Frankly, we're just waiting for the other shoe to drop. But this is pretty bad all by itself. It's worth considering whether there is already enough evidence to prosecute any top Bush Administration officials for war crimes, that is, if we had happened to be on the losing side of a conflict.

I'm also sure the Administration is breathing a sigh of relief that it repudiated the country's signature on the International Criminal Court on May 6, 2002. Hmmm, wasn't that just as the invasion was being planned?



Friday, June 18, 2004

Lie Big or Go Home

JB

The New York Times reports that President Bush, a day after reiterating his apparently baseless assertions of a working relationship between Iraq and Al Qaeda, argued that 9/11 attacks justified the Iraq war:

Today, as he stood before a sea of uniformed soldiers, Mr. Bush said over and over again that 9/11 was the reason the United States had to go to war in Iraq more than a year ago.

Why does the President keep doing this? Because he's got nothing left.

I realize that many people are outraged at the baldfaced nature of the President's and Vice President's increasingly blatant prevarications. But in the coming months no one should expect that the President will back away from his insinuations about Saddam/Al-Qaeda connections. Indeed, he will keep trying to connect the Iraq war to the 9/11 attacks in every way possible. He will simply continually redefine his terms to reach his desired conclusion. If the 9/11 Commission says there was no collaboration between Iraq and Al Qaeda, he will say that the Commission agreed that there were "contacts," even if those contacts occurred years ago and didn't lead to anything.

Of course, on this theory of "contacts," John Kerry would be in cahoots with George W. Bush, since they've had numerous contacts over the years. Indeed, we probably have greater reason to declare war on members of the Reagan Administration, who had numerous contacts with Saddam, some of which led to actual cooperation.

The President knows that his Presidency is going down the drain. Desperate times call for desperate measures. His Administration is already deeply morally compromised; why should he scruple to be honest at this point?



Thursday, June 17, 2004

Radioactive Judicial Candidates

JB

One of the little noted side effects of the Iraq war is that the Administration's eagerness to remove legal constraints from its interrogation of detainees in Iraq, Afghanistan, and Guantanamo Bay may well have torpedoed the chances of a number of Administration lawyers to become federal judges or Justices on the Supreme Court. These ambitious people may well have thought that doing the Administration's bidding would propel them into judicial office. In the case of Jay Bybee, who now sits on the 9th Circuit Court of appeals, the strategy worked. But that was before the Abu Ghraib scandals and the release of the OLC and Defense Department torture memos. Bush Administation lawyers who can be found to have participated in any way with these decisions are probably radioactive. Their judicial prospects are pretty much destroyed.

One of the most interesting examples is Alberto Gonzales, the President's counsel. People have long assumed that Gonzales, who would have been the first Latino nominee, was at the top of the list for any future Supreme Court appointment. But Gonzales' participation in memos attempting to escape the obligations of American and international law means that the Bush Administration would face a very lengthy confirmation battle if it tried to nominate him. Even if Bush wins a second term, the torture memo will give Democrats (and many Republicans) ample reason to oppose him.

*Data provided*.
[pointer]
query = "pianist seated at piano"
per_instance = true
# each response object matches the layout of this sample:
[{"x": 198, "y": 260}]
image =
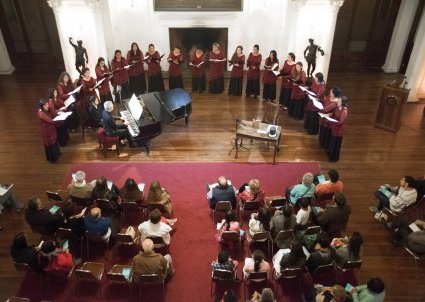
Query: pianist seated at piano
[
  {"x": 95, "y": 112},
  {"x": 109, "y": 124}
]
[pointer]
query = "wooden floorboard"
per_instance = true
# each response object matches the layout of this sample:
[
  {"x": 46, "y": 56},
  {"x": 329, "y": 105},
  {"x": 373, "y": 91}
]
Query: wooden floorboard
[{"x": 369, "y": 157}]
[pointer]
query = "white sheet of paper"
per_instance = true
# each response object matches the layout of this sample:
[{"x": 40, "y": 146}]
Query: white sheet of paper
[
  {"x": 76, "y": 89},
  {"x": 62, "y": 117},
  {"x": 316, "y": 103}
]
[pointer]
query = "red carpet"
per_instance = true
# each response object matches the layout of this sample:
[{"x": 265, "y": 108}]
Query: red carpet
[{"x": 193, "y": 246}]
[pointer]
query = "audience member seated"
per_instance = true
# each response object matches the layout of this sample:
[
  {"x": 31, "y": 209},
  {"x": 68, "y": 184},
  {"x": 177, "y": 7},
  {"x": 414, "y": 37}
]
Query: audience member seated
[
  {"x": 348, "y": 249},
  {"x": 221, "y": 191},
  {"x": 373, "y": 291},
  {"x": 335, "y": 214},
  {"x": 256, "y": 264},
  {"x": 96, "y": 224},
  {"x": 102, "y": 189},
  {"x": 150, "y": 262},
  {"x": 413, "y": 238},
  {"x": 294, "y": 257},
  {"x": 266, "y": 295},
  {"x": 130, "y": 192},
  {"x": 330, "y": 186},
  {"x": 74, "y": 222},
  {"x": 78, "y": 187},
  {"x": 303, "y": 214},
  {"x": 396, "y": 198},
  {"x": 323, "y": 254},
  {"x": 37, "y": 215},
  {"x": 335, "y": 293},
  {"x": 157, "y": 194},
  {"x": 260, "y": 221},
  {"x": 282, "y": 220},
  {"x": 229, "y": 223},
  {"x": 224, "y": 262},
  {"x": 251, "y": 192},
  {"x": 95, "y": 112},
  {"x": 21, "y": 252},
  {"x": 305, "y": 189},
  {"x": 55, "y": 258},
  {"x": 156, "y": 226}
]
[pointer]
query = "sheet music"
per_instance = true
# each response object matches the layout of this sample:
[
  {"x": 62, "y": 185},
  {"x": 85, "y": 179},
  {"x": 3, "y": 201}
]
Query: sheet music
[
  {"x": 324, "y": 115},
  {"x": 76, "y": 90},
  {"x": 99, "y": 83},
  {"x": 62, "y": 117},
  {"x": 69, "y": 101},
  {"x": 316, "y": 103}
]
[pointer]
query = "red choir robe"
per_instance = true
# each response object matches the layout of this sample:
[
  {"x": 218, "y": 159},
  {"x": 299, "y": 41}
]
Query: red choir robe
[
  {"x": 121, "y": 76},
  {"x": 319, "y": 90},
  {"x": 237, "y": 71},
  {"x": 153, "y": 62},
  {"x": 175, "y": 70},
  {"x": 103, "y": 88},
  {"x": 253, "y": 63},
  {"x": 197, "y": 72},
  {"x": 216, "y": 68},
  {"x": 287, "y": 72},
  {"x": 268, "y": 76},
  {"x": 137, "y": 68}
]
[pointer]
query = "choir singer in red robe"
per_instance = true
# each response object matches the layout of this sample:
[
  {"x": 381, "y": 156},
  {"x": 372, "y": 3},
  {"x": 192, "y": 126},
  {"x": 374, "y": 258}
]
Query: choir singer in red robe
[
  {"x": 253, "y": 74},
  {"x": 120, "y": 76},
  {"x": 48, "y": 132},
  {"x": 136, "y": 72},
  {"x": 175, "y": 58},
  {"x": 155, "y": 80},
  {"x": 197, "y": 68},
  {"x": 216, "y": 60},
  {"x": 236, "y": 76}
]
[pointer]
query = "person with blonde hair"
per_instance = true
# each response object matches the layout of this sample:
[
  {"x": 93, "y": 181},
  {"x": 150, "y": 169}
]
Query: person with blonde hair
[
  {"x": 157, "y": 194},
  {"x": 251, "y": 192}
]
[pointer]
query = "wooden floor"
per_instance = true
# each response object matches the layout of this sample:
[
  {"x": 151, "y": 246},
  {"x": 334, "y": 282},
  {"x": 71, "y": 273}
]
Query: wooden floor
[{"x": 369, "y": 157}]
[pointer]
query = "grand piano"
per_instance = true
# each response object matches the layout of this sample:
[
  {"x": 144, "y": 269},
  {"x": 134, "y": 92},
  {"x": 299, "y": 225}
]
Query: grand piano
[{"x": 150, "y": 112}]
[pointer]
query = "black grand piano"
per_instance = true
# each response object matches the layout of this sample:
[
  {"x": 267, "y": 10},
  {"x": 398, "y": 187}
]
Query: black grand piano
[{"x": 150, "y": 112}]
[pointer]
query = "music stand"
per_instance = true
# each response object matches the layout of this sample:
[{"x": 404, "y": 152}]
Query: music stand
[{"x": 237, "y": 122}]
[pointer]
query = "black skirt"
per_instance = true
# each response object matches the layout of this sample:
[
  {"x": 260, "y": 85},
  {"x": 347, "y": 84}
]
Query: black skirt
[
  {"x": 235, "y": 86},
  {"x": 137, "y": 84},
  {"x": 52, "y": 152},
  {"x": 156, "y": 83},
  {"x": 63, "y": 135},
  {"x": 253, "y": 87},
  {"x": 311, "y": 122},
  {"x": 269, "y": 92},
  {"x": 296, "y": 108},
  {"x": 334, "y": 148},
  {"x": 216, "y": 86},
  {"x": 199, "y": 84},
  {"x": 176, "y": 82},
  {"x": 285, "y": 97},
  {"x": 324, "y": 136}
]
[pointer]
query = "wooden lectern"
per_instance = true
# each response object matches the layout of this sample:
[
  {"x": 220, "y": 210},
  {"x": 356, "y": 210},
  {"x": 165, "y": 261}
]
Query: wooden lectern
[{"x": 388, "y": 115}]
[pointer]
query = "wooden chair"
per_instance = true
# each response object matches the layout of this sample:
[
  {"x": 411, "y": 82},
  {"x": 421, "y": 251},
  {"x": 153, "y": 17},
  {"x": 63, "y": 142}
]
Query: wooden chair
[
  {"x": 90, "y": 271},
  {"x": 220, "y": 276},
  {"x": 221, "y": 207},
  {"x": 106, "y": 142},
  {"x": 116, "y": 275},
  {"x": 149, "y": 280},
  {"x": 68, "y": 234}
]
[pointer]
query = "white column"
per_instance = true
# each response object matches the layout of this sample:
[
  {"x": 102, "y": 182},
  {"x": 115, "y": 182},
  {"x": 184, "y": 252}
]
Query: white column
[
  {"x": 6, "y": 66},
  {"x": 415, "y": 73},
  {"x": 314, "y": 19},
  {"x": 405, "y": 16},
  {"x": 81, "y": 20}
]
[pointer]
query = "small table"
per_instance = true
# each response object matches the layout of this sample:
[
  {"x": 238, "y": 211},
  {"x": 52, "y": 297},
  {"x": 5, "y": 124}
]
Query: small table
[{"x": 246, "y": 130}]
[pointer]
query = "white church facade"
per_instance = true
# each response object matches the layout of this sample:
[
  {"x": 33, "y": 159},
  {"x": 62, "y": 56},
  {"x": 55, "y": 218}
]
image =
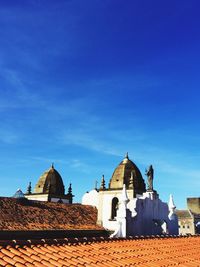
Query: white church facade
[{"x": 127, "y": 207}]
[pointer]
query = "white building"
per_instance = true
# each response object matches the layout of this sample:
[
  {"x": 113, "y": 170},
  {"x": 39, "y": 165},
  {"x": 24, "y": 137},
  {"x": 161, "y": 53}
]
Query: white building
[{"x": 128, "y": 208}]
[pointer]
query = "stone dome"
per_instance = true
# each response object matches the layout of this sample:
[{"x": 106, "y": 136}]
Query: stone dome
[
  {"x": 127, "y": 173},
  {"x": 50, "y": 182}
]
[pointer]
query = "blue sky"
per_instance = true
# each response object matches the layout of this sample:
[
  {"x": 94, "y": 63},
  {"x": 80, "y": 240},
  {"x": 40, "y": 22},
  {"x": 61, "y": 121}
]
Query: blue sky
[{"x": 83, "y": 82}]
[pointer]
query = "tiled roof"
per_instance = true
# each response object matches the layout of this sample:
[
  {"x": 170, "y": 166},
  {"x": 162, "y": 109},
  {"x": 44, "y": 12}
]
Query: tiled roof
[
  {"x": 153, "y": 252},
  {"x": 183, "y": 213},
  {"x": 23, "y": 214}
]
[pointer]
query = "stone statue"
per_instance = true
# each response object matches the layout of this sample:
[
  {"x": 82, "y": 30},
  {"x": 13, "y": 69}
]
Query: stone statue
[{"x": 149, "y": 174}]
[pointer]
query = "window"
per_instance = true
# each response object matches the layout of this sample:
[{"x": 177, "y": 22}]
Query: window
[{"x": 114, "y": 208}]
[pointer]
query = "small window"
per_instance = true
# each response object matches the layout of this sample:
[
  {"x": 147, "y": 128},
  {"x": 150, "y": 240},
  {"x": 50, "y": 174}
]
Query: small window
[{"x": 114, "y": 208}]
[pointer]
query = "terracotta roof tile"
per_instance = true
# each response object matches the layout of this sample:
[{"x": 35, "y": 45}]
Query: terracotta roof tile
[
  {"x": 24, "y": 214},
  {"x": 104, "y": 253}
]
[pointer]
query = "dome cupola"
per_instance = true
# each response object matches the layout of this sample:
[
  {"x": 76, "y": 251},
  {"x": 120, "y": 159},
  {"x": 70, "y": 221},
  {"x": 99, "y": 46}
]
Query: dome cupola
[
  {"x": 50, "y": 182},
  {"x": 127, "y": 173}
]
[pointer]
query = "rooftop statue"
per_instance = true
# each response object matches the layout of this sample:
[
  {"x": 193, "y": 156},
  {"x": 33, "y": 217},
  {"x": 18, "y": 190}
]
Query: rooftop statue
[{"x": 149, "y": 174}]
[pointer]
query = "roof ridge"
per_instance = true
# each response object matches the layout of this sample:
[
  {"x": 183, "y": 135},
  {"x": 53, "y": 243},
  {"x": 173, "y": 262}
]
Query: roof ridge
[{"x": 85, "y": 240}]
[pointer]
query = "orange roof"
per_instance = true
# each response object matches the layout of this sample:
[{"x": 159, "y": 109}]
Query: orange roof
[
  {"x": 24, "y": 214},
  {"x": 102, "y": 252}
]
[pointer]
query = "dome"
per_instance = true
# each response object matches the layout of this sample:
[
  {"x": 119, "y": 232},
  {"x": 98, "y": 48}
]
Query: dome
[
  {"x": 50, "y": 183},
  {"x": 127, "y": 173}
]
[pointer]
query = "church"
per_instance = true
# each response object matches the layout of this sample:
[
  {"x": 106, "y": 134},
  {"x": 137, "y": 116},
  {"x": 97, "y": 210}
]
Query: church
[{"x": 130, "y": 207}]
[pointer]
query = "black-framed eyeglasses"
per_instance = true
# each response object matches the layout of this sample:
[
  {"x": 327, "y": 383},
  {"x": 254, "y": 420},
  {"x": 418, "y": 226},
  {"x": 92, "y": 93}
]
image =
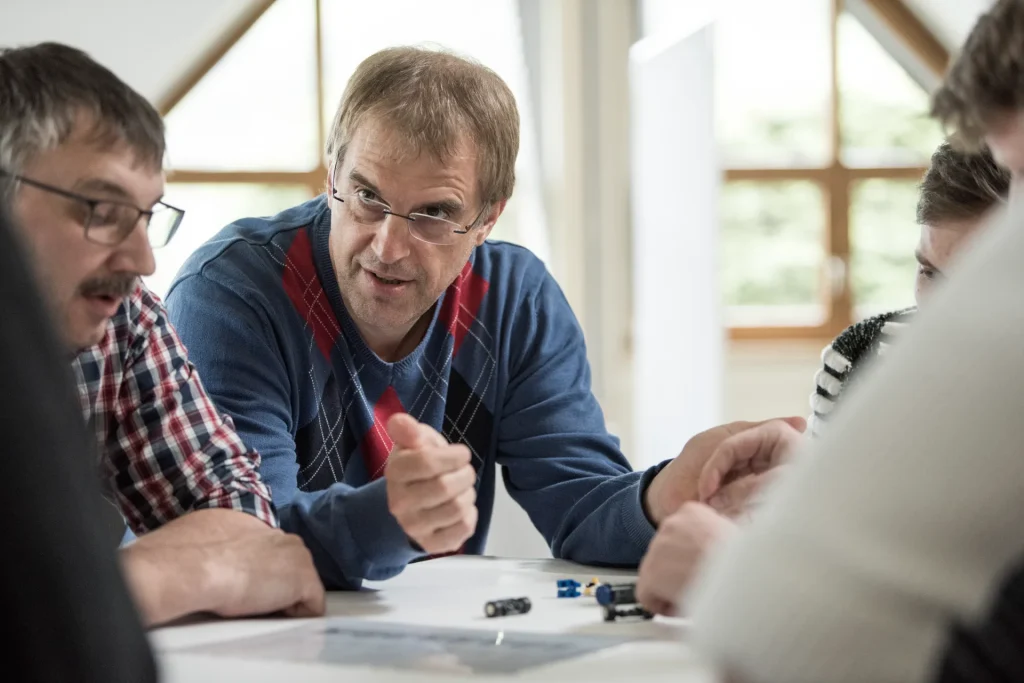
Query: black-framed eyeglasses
[
  {"x": 432, "y": 229},
  {"x": 110, "y": 222}
]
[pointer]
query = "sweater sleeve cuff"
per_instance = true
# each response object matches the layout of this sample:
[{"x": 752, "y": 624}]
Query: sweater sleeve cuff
[
  {"x": 377, "y": 534},
  {"x": 638, "y": 524}
]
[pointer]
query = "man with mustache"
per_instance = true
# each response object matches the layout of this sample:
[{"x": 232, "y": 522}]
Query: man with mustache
[
  {"x": 386, "y": 359},
  {"x": 81, "y": 161}
]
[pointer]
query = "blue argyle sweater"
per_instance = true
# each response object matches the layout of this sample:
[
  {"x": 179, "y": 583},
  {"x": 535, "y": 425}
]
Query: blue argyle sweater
[{"x": 502, "y": 369}]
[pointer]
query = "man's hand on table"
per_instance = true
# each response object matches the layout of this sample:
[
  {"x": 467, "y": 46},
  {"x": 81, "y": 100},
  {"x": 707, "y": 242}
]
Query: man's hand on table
[
  {"x": 675, "y": 555},
  {"x": 681, "y": 480},
  {"x": 178, "y": 570},
  {"x": 734, "y": 472},
  {"x": 431, "y": 486}
]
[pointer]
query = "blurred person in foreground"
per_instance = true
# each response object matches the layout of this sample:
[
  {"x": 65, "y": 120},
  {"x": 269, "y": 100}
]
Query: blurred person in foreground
[
  {"x": 957, "y": 196},
  {"x": 71, "y": 615},
  {"x": 81, "y": 158},
  {"x": 893, "y": 550}
]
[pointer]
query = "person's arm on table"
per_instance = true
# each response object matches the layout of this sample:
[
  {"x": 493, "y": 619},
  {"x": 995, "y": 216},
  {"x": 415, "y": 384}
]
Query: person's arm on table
[
  {"x": 561, "y": 464},
  {"x": 687, "y": 536},
  {"x": 192, "y": 491},
  {"x": 349, "y": 530},
  {"x": 909, "y": 516}
]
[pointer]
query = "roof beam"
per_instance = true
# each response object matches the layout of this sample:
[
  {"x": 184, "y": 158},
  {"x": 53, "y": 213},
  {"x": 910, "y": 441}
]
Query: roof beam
[{"x": 213, "y": 55}]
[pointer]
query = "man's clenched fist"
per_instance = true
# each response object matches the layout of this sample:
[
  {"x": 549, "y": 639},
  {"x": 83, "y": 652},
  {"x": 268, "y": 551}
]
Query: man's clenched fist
[{"x": 431, "y": 486}]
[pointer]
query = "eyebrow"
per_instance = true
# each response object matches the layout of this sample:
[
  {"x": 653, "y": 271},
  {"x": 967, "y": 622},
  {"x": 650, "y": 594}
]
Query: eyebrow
[
  {"x": 111, "y": 189},
  {"x": 360, "y": 179},
  {"x": 924, "y": 261},
  {"x": 450, "y": 205}
]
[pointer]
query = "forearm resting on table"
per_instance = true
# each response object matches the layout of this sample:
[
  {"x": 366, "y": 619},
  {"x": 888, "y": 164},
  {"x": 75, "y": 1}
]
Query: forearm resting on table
[{"x": 173, "y": 571}]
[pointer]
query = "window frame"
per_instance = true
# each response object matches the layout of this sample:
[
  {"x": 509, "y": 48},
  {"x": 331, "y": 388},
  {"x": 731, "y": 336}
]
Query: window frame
[{"x": 836, "y": 179}]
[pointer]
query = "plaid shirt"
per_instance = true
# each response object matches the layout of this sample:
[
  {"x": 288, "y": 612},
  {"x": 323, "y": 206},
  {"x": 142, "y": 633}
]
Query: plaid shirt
[{"x": 165, "y": 449}]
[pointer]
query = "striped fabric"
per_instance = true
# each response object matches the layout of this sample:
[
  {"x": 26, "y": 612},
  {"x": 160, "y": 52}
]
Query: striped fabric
[{"x": 846, "y": 356}]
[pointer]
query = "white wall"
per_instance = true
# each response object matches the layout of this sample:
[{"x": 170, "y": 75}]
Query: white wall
[
  {"x": 677, "y": 319},
  {"x": 769, "y": 379},
  {"x": 949, "y": 20},
  {"x": 148, "y": 43}
]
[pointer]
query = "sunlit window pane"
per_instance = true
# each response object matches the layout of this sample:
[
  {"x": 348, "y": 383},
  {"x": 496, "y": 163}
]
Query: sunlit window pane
[
  {"x": 210, "y": 207},
  {"x": 773, "y": 83},
  {"x": 883, "y": 238},
  {"x": 772, "y": 253},
  {"x": 256, "y": 110},
  {"x": 883, "y": 113}
]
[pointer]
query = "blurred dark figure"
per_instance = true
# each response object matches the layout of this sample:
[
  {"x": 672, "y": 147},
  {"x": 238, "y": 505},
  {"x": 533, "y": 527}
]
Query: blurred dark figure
[{"x": 67, "y": 612}]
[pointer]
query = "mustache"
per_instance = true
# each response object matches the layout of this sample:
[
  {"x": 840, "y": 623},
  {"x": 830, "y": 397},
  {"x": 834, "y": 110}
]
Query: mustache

*Problems*.
1. Using the blog excerpt, decide whether each statement agrees with it: (a) Jay Bybee now sits on the 9th Circuit Court of appeals; (b) the Administration repudiated the country's signature on the International Criminal Court in 2003; (c) Alberto Gonzales would have been the first Latino nominee. Answer yes or no for each, quoting the words from the blog excerpt that decide it.
2. Continue the blog excerpt from the point where it stops, writing in the same voice.

*Set of answers*.
1.
(a) Yes: "In the case of Jay Bybee, who now sits on the 9th Circuit Court of appeals, the strategy worked."
(b) No: "it repudiated the country's signature on the International Criminal Court on May 6, 2002."
(c) Yes: "Gonzales, who would have been the first Latino nominee"

2.
There is a bit of poetic justice in this result. The torture memos, I firmly believe, show the corrupting influence of power, and the desire to advance one's political career by casting aside professional pride and telling one's superiors that they can do whatever they like, no matter how base or unjust it may be. In the Bush Administration, ambition and syncophancy have trimphed over professionalism, sound judgement and moral seriousness. The corruptions of power have brought us to a sorry spectacle in which intelligent lawyers, many with impeccable credentials, have argued vigorously for an Imperial Presidency that is above the law and for the right to abuse and torture fellow human beings. This failure of moral imagination and professional scruple makes the participants unfit for judicial office, and no one should hesitate in saying so. Put another way, if the torture memos have made these very bright and talented lawyers radioactive, it couldn't have happened to a nicer bunch of guys.


Senate Violates Constitution, Tells President He May Not Torture

JB

From the Atlanta Journal Constitution:

The Senate, on a swift voice vote, approved an amendment to the defense authorization bill restating U.S. opposition to using torture and requiring the Pentagon to provide Congress with the guidelines it uses to ensure compliance with that principle.

This is in clear defiance of the profound and scholarly interpretation of our Constitution provided by the Office of Legal Counsel and the Defense Department. As the Defense Department memo puts it, "Congress may no more regulate the President's ability to detain and interrogate enemy combatants than it may regulate his ability to detect troop movements on the field." "Any effort by Congress to regulate the interrogation of unlawful combatants would violate the Constitution's sole vesting of the Commander-in-Chief authority in the President."

Bad Senate. Very Bad! You should be ashamed of yourself for preventing our Commander-in-Chief from torturing people. Don't you have any respect for the Constitution? The President always knows best. Repeat after me: The President always knows best.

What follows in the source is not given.